What makes this a wine legend?
Wine Legend: Penfolds, Grange 1955, South Australia
Bottles produced: 3,600
Composition: 90% Shiraz, 10% Cabernet Sauvignon
Yield (hl/ha): No record
Alcohol level: 12.6%
Release price: No record; shelf price in 1970s, AU$55
Current price: £2,700-£3,000
A legend because…
From its first experimental vintage in 1951, Grange was always intended by its creator Max Schubert (1915-1994) to be an icon that would epitomise all that was finest about Australian Shiraz. It was made to be capable of ageing for decades, and many vintages, including this, have fulfilled that promise. The 1955 Grange is listed as a ‘heritage wine’ by the Australian National Trust, and has won more medals (12 trophies and 52 golds) than any other Grange vintage.
Looking back
The 1950s was not a time when consumers had very high expectations of Australian wines. Schubert, in crafting Grange, was looking for fruit of exceptional ripeness, which is why he had no qualms about blending wines from different sources. This became standard Australian practice, but Schubert was aiming for a specific style, not just a multi-regional blend that would be commercially appealing. He gave Grange a stylistic consistency that was surprising given the range of vineyards used to make it. Ageing in new US oak contributed to the wine’s distinctive signature.
The people
Max Schubert joined Penfolds aged 15, and remained there, except for military service during World War II. A trip to Europe in 1950 made him aware of technical innovations in Bordeaux and Germany, and he brought these ideas back to South Australia. While travelling he had already resolved to create an Australian red that could rival Europe’s greatest wines. He created a small team of winemakers who remained very loyal, especially when his bosses at Penfolds voiced their disapproval of Grange. The significance of Grange in an global context was recognised when Decanter named Schubert Man of the Year in 1988.
━━━━
Exercise instructions:
Pick up the text on the 1955 Penfolds Grange after its last sentence and continue writing it. The lines that come next are separate material and have no connection to the text on the 1955 Penfolds Grange.

Records from a data collection:
━━━━
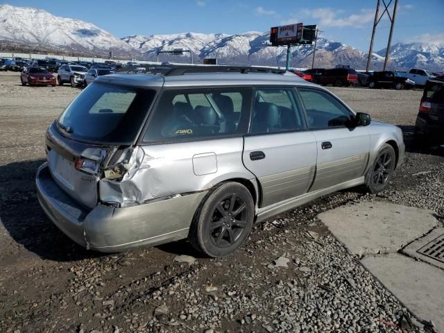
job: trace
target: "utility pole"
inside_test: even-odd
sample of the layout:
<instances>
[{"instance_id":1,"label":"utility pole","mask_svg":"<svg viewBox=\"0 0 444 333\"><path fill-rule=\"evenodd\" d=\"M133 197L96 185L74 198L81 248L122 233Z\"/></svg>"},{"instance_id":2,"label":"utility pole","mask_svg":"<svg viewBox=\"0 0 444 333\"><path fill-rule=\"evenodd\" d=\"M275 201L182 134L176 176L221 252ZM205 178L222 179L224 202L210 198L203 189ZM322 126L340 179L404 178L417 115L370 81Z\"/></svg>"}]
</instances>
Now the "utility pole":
━━━━
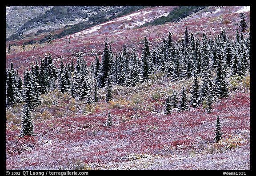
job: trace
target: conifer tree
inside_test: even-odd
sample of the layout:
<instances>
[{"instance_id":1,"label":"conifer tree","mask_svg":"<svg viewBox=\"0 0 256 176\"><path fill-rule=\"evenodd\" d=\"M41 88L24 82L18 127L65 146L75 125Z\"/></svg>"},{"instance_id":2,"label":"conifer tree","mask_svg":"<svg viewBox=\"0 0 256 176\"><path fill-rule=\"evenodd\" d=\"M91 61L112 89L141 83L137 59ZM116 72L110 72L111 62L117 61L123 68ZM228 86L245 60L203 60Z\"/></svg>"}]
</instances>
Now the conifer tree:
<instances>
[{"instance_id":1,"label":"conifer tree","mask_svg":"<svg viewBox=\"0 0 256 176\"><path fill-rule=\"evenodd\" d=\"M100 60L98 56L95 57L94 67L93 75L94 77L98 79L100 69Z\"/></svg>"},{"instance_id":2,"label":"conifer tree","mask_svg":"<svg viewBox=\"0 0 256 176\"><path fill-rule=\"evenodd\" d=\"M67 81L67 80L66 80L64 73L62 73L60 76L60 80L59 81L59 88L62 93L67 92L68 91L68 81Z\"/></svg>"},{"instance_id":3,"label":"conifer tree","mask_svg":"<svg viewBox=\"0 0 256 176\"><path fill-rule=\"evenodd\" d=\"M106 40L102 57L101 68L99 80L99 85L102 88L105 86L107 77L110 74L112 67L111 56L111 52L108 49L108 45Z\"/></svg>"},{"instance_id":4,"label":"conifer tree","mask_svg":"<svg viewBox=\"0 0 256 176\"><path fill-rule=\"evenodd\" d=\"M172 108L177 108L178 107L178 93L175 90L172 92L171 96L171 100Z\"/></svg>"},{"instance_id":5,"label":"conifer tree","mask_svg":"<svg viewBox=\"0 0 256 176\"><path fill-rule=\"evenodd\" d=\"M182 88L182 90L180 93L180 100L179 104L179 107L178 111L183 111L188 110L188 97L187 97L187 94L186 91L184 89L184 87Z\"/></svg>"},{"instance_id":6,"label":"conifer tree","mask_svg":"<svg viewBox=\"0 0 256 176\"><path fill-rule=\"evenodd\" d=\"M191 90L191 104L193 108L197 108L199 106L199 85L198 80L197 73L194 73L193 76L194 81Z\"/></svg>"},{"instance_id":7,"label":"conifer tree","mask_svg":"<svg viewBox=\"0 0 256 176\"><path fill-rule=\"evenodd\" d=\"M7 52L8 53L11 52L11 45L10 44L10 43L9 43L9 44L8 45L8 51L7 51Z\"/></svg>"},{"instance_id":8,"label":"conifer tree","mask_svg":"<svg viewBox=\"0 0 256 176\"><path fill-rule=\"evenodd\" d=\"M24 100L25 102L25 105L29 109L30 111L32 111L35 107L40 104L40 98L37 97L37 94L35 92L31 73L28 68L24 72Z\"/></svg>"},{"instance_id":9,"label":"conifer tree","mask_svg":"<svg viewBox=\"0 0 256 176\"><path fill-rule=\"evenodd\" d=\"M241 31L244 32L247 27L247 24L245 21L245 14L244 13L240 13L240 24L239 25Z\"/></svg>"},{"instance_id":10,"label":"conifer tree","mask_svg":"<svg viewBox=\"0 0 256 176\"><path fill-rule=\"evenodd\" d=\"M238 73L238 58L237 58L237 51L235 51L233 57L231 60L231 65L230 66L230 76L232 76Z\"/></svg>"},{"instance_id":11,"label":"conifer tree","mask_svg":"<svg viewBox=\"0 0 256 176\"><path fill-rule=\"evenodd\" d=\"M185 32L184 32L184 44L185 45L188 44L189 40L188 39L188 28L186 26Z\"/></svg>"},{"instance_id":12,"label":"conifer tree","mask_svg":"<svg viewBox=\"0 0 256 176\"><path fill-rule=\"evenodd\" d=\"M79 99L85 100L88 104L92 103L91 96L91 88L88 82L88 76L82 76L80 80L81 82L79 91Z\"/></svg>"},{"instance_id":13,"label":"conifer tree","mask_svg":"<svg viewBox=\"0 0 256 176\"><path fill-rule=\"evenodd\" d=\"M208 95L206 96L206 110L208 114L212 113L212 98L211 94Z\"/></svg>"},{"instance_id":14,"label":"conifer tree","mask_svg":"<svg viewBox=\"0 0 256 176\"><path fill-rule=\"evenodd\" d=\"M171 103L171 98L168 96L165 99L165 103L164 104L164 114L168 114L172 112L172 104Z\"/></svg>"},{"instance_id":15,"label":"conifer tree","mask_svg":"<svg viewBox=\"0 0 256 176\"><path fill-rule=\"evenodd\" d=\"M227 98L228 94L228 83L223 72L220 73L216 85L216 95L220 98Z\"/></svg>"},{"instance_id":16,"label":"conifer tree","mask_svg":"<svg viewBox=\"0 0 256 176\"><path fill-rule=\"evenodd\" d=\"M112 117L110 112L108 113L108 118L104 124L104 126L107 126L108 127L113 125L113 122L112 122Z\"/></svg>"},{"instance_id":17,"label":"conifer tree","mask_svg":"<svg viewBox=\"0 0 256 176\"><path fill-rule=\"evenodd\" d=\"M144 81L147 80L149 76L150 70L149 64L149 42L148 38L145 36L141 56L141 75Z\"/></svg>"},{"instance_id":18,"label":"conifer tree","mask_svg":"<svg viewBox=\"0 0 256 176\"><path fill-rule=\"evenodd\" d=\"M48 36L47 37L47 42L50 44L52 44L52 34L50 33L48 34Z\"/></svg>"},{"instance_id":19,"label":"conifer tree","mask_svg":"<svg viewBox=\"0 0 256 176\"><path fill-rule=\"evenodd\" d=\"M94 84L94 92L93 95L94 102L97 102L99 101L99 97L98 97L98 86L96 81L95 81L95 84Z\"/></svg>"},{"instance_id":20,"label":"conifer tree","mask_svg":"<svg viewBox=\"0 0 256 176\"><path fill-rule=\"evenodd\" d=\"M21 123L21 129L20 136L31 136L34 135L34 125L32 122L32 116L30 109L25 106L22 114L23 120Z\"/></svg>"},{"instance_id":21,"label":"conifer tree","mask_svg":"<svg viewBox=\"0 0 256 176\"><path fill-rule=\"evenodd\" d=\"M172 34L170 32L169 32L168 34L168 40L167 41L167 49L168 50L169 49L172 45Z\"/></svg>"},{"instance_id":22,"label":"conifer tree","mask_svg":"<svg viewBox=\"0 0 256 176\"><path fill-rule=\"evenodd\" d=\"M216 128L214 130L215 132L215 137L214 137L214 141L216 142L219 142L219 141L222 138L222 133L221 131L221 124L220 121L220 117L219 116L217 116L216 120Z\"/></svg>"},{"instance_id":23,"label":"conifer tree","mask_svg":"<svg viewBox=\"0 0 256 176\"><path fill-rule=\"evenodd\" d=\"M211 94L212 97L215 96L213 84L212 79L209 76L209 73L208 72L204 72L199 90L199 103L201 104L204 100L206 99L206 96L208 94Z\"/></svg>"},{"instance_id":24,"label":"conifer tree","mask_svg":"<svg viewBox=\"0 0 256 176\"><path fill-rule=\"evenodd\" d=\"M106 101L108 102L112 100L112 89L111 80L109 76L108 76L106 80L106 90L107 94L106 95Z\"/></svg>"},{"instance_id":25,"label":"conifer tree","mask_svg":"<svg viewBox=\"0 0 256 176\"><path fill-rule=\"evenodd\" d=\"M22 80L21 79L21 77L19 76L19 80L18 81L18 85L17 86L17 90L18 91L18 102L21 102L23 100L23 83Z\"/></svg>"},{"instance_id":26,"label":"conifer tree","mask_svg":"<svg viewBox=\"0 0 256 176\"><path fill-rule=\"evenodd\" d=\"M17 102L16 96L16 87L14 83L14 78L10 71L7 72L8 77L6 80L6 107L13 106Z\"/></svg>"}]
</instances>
━━━━
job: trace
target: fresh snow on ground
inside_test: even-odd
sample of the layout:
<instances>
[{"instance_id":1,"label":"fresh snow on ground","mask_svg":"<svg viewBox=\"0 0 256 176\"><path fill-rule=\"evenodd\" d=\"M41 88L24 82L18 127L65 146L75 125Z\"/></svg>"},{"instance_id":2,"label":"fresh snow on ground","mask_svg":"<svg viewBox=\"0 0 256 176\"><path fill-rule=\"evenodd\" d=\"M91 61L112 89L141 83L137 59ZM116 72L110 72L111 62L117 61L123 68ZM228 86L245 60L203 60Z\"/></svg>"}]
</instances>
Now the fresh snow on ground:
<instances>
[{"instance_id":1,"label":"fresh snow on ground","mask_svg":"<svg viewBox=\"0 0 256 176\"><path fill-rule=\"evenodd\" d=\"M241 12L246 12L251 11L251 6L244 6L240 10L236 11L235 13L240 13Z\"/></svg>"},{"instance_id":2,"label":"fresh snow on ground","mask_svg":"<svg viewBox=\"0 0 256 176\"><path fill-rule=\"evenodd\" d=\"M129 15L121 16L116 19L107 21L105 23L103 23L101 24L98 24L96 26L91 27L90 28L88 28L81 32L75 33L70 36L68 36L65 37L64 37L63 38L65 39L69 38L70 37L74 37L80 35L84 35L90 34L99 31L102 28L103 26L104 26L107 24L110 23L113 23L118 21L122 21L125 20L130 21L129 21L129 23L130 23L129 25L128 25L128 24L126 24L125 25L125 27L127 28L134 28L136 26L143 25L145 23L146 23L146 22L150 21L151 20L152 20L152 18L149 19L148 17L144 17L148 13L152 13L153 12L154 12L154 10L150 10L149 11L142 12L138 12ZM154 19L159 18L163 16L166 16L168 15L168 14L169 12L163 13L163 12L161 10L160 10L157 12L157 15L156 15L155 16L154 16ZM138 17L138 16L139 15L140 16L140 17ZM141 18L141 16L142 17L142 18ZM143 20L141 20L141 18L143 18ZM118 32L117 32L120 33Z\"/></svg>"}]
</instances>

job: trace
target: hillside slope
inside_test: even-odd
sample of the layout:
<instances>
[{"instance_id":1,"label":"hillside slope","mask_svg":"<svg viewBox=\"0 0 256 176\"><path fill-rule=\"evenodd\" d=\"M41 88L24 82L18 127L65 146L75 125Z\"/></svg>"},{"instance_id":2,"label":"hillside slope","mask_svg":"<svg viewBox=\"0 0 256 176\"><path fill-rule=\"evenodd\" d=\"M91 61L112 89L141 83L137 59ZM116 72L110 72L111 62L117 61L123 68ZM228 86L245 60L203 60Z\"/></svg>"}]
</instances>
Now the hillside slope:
━━━━
Written answer:
The terroir
This does not really apply to Grange, as it has never been a single-vineyard wine. Schubert wanted only the finest, ripest fruit, and chose grapes that met his criteria from a number of South Australian vineyards, notably Kalimna in the Barossa Valley, and, after 1961, Coonawarra. The 1955 was composed of fruit from Magill Estate and Morphett Vale (both Adelaide), Kalimna and McLaren Vale.
The vintage
1955 was a mild year but the growing season was interrupted by substantial, above-average rain (due to the La Niña weather system) before warm, dry weather returned. The spring was mild, with normal flowering, but the early summer was dry, windy and hot. Then conditions returned to normal, with moderate heat and occasional rainfall, bringing the grapes to perfect ripeness.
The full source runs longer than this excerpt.